> **ЗАДАНИЕ**: Напишите продолжение приведенного ниже отрывка об учении митрополита Антония об искуплении, начиная сразу после его последнего предложения.

> **ОТРЫВОК ТЕКСТА**:
□ □ □ □ □ □ □

Пути Русского Богословия. Часть II
Шрифт:
«Здесь то и является на помощь Святая Троица, то блаженнейшее и истиннейшее бытия, где свобода и вечность Лиц не сокрушает единства, где есть место и свободной личности, но где нет безусловной личной самозамкнутости. Учение любви там закон внутренний, а не внешний долг, и, однако, любовь лиц друг к другу не есть себялюбие, так что она вполне сохраняет значение любви нравственной».
Было бы напрасно расчитывать победить разделения в бытии и в каждой душе человеческой, если бы не было откровения Святой Троицы. «Без этого святого догмата Евангельская заповедь о любви была бы. бессильна…» Антоний приводить догмат не к духовному созерцанию, но к «нравственному опыту». Он гораздо более осторожен в метафизике, чем были святые отцы. В этом его слабость. И есть у него несомненное сходство с Кантом, с его методом во второй Критике. Не есть ли «нравственный опыт» Антония все тот же «практический разум»? И не в том ли оправдание догмата, что в нем осуществлены идеальные предпосылки добродетелей? Сам Антоний признает за Кантом: «он умел отвлечь почти без ошибок от каждой истины веры ее практическую идею…»
Вся недостаточность нравственного толкования догматов очень резко открывается в учении Антония об искуплении. За этим учением чувствуется живой и подлинный духовный опыт, некая личная встреча со Христом, как Спасителем…
«Эти Его страдания о моих грехах являются моим искуплением, это Его долготерпение моим спасением, не в смысле только ободряющего примера, а в том дёйствительном смысле, что, зная Иисуса Христа, оплакавшего мою греховность по любви ко мне, своим стремлением идти путем Его светлости делаю Его достоянием своего существа. Им живу, Им оживляю в себе нового человека…»
Но при всей подлинности этого опыта в нем есть непобежденный привкус психологизма или пиетизма. И не достает объективности, не достает метафизической перспективы. В этом митр. Антоний решительно уклоняется от святоотеческого предания и мерила. Он рассуждает просто в другом плане. И вопрос ведь не в том, чтобы заменить слишком «юридическое» понятие удовлетворения («сатисфакции») более богоприличным началом любви. Нужно понять и объяснить место Искупления в домостроительном плане, как он объективно осуществился… Очень резко и несдержанно Антоний отвергает «школьно-катихизическое» учение об искуплении, т. наз. «юридическую теорию», действительно перенятую из западной схоластики, — «я никогда не назову его церковным». Но он идет много дальше, находит неуместным и самое понятие «жертвы». Апостольские тексты он толкует в переносном и описательном смысле. И впадает в самый нестерпимый импрессионизм, стараясь объяснить смысл Крестной Смерти. «Телесные муки и телесная смерть Христова нужна прежде всего для того, чтоб верующие оценили силу Его душевных страданий, как несравненно сильнейших, нежели телесные муки Его». Но падший человек одержим нечувствием. Без чувственного потрясения он не смог бы проникнуть в эту тайну душевной скорби.
«Наша природа так груба, так порабощена телесным ощущением и страхом смерти, что проникнуться разумением чисто душевных мук, состоявших у Христа в оплакивании чужой греховности, ей очень трудно, если это не сопряжено с телесными страданиями и оскорблениями от ближних».

□ □ □ □ □ □ □

> **ВЫДЕРЖКА ИЗ ДАННЫХ**:
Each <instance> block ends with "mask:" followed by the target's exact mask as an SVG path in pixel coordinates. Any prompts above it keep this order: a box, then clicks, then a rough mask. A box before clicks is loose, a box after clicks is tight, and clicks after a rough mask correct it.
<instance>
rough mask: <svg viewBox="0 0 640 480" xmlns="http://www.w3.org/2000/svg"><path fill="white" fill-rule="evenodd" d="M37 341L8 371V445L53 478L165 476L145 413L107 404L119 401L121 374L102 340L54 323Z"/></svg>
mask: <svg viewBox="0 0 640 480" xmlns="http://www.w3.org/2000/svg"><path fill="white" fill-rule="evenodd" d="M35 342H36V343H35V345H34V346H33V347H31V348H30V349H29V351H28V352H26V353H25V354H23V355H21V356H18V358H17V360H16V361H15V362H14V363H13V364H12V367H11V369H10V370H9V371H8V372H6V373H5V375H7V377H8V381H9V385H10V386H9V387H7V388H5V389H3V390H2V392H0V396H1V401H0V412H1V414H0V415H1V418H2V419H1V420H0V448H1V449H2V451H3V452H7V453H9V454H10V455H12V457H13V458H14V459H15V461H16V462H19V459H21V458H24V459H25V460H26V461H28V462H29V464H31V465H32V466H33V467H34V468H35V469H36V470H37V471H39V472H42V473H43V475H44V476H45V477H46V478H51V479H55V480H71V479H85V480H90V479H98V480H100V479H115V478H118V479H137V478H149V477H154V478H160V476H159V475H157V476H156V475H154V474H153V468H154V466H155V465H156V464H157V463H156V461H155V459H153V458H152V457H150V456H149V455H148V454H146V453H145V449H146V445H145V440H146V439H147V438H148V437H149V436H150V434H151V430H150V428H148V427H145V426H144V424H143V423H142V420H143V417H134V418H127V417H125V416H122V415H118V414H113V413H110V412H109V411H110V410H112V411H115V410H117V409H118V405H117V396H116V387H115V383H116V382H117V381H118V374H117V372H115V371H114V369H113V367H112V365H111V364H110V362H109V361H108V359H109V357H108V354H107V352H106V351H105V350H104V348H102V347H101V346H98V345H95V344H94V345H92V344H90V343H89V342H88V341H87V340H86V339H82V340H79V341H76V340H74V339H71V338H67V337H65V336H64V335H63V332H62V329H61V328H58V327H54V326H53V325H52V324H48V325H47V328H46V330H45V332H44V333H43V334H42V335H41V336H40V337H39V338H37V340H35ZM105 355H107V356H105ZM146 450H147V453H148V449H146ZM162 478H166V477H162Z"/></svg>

□ □ □ □ □ □ □

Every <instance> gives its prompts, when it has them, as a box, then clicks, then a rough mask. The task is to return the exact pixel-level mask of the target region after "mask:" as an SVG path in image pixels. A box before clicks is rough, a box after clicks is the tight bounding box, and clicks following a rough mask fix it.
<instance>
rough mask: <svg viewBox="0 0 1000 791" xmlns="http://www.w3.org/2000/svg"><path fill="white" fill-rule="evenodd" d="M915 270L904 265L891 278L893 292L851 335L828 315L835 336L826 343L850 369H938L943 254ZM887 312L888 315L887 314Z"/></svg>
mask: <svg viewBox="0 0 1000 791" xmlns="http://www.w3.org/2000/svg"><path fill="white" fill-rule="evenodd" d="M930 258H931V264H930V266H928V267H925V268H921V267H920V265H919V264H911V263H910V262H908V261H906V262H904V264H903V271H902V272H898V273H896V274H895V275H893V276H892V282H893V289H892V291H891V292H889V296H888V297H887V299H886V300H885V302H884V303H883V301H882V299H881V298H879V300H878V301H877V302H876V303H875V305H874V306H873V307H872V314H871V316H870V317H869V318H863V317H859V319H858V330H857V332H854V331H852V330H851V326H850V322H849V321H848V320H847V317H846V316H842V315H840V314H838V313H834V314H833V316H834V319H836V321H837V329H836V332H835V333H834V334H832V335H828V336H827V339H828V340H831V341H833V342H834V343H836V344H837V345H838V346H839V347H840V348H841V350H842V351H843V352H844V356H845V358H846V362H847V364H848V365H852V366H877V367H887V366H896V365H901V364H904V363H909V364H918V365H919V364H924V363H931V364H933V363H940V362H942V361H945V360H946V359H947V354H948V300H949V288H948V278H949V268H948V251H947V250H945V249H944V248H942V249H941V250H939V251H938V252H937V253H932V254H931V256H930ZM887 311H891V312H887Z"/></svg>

□ □ □ □ □ □ □

> **ОТВЕТ**:
Очистительная кровь, спасительный крест, живоносный гроб, — все это только образы, означающее «общее понятие» искупительной страсти: «здесь берутся наиболее впечатлительные для нас моменты Его подвига». Антоний, впрочем, допускает, «что по связи души с телом здесь имеется и более глубокий таинственный смысл». Однако, для спасаемого всего важнее именно это впечатление, то чувство умиления, которое в нем вызывают распятие и крест. «Скорбь Христа за нас соединила нас с Ним и эта самая скорбь, становясь предметом нашей надежды и любви, пересозидает нас…»
Последовательность мысли приводит Антония и к отрицанию первородного греха. Не в согласии со своим собственным учением о единстве человеческого естества он истолковывает человеческую греховность совсем атомистически. «Адам был не столько виновником нашей греховности, сколько первым по времени грешником, и если бы не были его сынами, то все равно согрешили бы». Во всяком случае, «наше рождение от грешных предков не есть единственная причина нашего греховного состояния». Здесь есть особое устроение Божие. «Зная заранее, что каждый из нас возымеет Адамово своеволие, Он при рождении облагает нас смертной и падшей природой, то есть наделенной греховными склонностями, от которых мы познаем свое ничтожество и смиряемся».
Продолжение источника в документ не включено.